**Records for processing**
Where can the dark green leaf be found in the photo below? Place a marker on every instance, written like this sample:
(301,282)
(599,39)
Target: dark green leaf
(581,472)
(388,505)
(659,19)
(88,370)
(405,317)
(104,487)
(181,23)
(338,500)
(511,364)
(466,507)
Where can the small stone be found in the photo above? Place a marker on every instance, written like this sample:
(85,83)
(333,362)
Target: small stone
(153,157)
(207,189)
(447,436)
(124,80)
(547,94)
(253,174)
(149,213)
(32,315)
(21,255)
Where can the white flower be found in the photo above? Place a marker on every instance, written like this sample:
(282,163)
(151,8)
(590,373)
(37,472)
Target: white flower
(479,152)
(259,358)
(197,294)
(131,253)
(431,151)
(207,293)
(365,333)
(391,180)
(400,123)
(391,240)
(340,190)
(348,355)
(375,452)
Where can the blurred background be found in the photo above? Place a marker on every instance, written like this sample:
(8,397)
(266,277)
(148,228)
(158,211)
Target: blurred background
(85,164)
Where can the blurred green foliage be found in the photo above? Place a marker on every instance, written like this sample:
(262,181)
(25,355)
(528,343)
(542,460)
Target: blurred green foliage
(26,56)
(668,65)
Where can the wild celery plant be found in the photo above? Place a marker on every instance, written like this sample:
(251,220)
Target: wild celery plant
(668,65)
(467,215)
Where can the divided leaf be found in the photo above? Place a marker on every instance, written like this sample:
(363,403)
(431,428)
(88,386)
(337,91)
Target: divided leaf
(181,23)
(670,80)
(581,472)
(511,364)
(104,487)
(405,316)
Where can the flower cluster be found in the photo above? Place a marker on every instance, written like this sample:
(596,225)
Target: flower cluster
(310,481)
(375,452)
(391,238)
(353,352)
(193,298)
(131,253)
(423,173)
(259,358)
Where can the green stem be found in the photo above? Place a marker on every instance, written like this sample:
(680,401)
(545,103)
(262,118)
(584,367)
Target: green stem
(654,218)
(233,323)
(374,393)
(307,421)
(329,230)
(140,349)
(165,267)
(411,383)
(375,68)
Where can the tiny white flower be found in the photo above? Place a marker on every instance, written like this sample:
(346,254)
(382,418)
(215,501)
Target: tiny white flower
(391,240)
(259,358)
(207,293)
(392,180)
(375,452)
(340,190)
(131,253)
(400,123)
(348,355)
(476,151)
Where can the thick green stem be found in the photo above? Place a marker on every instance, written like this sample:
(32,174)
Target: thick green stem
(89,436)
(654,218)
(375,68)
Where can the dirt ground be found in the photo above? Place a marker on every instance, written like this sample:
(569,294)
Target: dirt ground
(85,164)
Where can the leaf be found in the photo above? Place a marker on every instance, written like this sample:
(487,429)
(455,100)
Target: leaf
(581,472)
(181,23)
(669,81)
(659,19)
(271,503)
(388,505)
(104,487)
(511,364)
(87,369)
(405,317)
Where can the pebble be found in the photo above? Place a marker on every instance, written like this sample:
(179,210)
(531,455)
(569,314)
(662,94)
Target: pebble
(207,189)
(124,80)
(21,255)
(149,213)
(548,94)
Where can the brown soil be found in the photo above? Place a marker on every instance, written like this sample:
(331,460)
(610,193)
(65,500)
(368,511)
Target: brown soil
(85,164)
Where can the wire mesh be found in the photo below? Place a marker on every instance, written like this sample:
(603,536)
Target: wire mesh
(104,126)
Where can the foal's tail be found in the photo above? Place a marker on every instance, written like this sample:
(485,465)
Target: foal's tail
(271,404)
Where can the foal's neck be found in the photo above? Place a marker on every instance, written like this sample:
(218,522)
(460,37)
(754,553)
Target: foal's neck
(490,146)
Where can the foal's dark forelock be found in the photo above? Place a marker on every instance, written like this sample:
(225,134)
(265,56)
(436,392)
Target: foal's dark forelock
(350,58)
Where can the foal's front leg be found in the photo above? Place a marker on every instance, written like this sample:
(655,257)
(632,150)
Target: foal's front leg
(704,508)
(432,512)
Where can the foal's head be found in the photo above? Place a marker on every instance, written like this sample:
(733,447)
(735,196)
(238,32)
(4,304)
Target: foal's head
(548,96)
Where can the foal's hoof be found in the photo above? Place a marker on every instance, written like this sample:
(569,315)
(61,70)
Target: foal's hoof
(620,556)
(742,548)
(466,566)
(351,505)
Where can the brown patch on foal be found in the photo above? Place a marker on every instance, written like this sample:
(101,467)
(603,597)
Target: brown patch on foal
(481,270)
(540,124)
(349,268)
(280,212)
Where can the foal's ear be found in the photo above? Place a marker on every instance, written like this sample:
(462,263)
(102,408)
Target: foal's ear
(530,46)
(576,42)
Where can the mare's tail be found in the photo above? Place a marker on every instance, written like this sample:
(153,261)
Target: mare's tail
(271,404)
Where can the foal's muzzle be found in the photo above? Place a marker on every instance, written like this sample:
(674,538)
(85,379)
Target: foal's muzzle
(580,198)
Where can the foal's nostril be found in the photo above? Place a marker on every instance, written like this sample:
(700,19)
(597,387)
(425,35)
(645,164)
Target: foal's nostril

**What is expected**
Copy the data above exactly. Every line must be included.

**Answer to the problem**
Where can the dark green leaf be found in the photo below? Place a marker on every instance, written like this sample:
(301,282)
(599,39)
Target: dark green leaf
(581,472)
(388,505)
(659,19)
(88,370)
(405,317)
(104,487)
(181,23)
(338,500)
(511,364)
(466,507)
Where can the small stone be found in the photo above? Place a marker on every instance, written like this sample:
(85,83)
(333,362)
Target: small stone
(153,157)
(207,189)
(447,436)
(124,80)
(547,94)
(253,174)
(149,213)
(32,315)
(21,255)
Where can the white flower be found in the photo above? Place a marker on every instance, written like this sample:
(282,163)
(151,8)
(590,373)
(37,472)
Target: white flower
(479,152)
(259,358)
(197,294)
(131,253)
(431,151)
(207,293)
(365,333)
(391,180)
(400,123)
(391,240)
(340,190)
(348,355)
(375,452)
Where can the blurred background be found in the photo above? Place a marker on every instance, written like this sample:
(8,397)
(266,277)
(148,228)
(158,211)
Target: blurred background
(85,164)
Where can the blurred green foliage be found in the photo above? Place a marker on every instance, written like this sample:
(262,181)
(25,355)
(528,343)
(542,460)
Target: blurred green foliage
(26,56)
(668,65)
Where can the wild celery plant be found in the photo above? Place a marker on every instance, written like this sample:
(251,220)
Target: wild celery plant
(668,65)
(467,215)
Where can the divided leaf be found in the photo above? Place a marker on every instance, written like this sample:
(363,403)
(431,428)
(88,386)
(337,91)
Target: divided leaf
(181,23)
(670,80)
(581,472)
(511,364)
(104,487)
(405,316)
Where can the flower cluster be found in the photo above? Place a marker on every instance, written like this sample:
(596,225)
Target: flower cluster
(310,481)
(375,452)
(391,238)
(353,352)
(193,298)
(131,253)
(423,173)
(259,358)
Where can the green stem be found in the photo above? Place a marker on every instance, written like this sample:
(680,401)
(545,103)
(262,118)
(584,367)
Target: green stem
(654,218)
(233,323)
(374,393)
(307,421)
(329,230)
(140,349)
(165,267)
(411,383)
(375,68)
Where can the tiny white flower be found in the photo above? Place a marker on every instance, written like this sample:
(346,254)
(382,418)
(215,501)
Target: tiny white flower
(391,240)
(259,358)
(207,293)
(392,180)
(375,452)
(340,190)
(131,253)
(400,123)
(348,355)
(476,151)
Where can the thick green stem be found in the photo above? Place a marker on every instance, written like this sample:
(32,174)
Target: thick green stem
(89,436)
(654,218)
(375,68)
Where can the dirt ground be found in the photo above? Place a marker on every instance, written like this sample:
(569,294)
Target: dirt ground
(85,164)
Where can the leaf be found in the photo above? Place a marker on every instance, written like this sample:
(487,429)
(455,100)
Target: leaf
(581,472)
(181,23)
(669,81)
(659,19)
(271,503)
(388,505)
(104,487)
(511,364)
(87,369)
(405,317)
Where can the pebble be found in the photo above? Place a marker on every instance, written like this sample:
(179,210)
(531,455)
(569,314)
(662,94)
Target: pebble
(207,189)
(124,80)
(21,255)
(149,213)
(548,94)
Where can the brown soil be found in the photo above? Place a marker on every instance, written like this sample:
(331,460)
(610,193)
(65,500)
(368,511)
Target: brown soil
(85,164)
Where can the wire mesh be found in the photo below? Place a marker on every instance, written like this sample:
(603,536)
Target: wire mesh
(104,126)
Where can the foal's tail be found in the photo above? Place a marker on every instance, written like this sample:
(485,465)
Target: foal's tail
(271,404)
Where can the foal's neck be found in the photo above? Place a marker on every instance, written like this sample:
(218,522)
(460,37)
(754,553)
Target: foal's neck
(490,146)
Where can the foal's dark forelock be found in the photo above? Place a marker on every instance, written like this sample:
(225,134)
(265,56)
(436,392)
Target: foal's dark forelock
(350,58)
Where can the foal's front leg be found in the photo above? Place a marker on every instance, written like this sample:
(655,257)
(632,150)
Target: foal's front leg
(704,508)
(432,512)
Where can the foal's head be found in the photo above? Place a marker on every instance, written like this sample:
(733,447)
(735,196)
(238,32)
(4,304)
Target: foal's head
(548,96)
Where can the foal's hoof be found in the photo above? Place a marker on every instance, written like this sample:
(569,315)
(61,70)
Target: foal's hoof
(620,556)
(742,548)
(466,566)
(351,505)
Where can the brown patch on foal be found in the photo above? Place a marker on every instance, written like this sample:
(101,467)
(603,597)
Target: brown patch on foal
(481,270)
(540,124)
(349,268)
(280,212)
Where can the foal's ear be found in the photo above? Place a marker on every instance, written like this sample:
(462,263)
(102,408)
Target: foal's ear
(530,46)
(576,42)
Where can the mare's tail be found in the photo above? Place a marker on every instance, written like this sample:
(153,261)
Target: mare's tail
(271,404)
Where can the foal's muzzle be found in the photo above? Place a marker on every instance, written like this sample:
(674,538)
(85,379)
Target: foal's muzzle
(580,198)
Where can the foal's nostril be found in the photo above? Place a marker on every instance, written like this sample:
(700,19)
(597,387)
(425,35)
(645,164)
Target: foal's nostril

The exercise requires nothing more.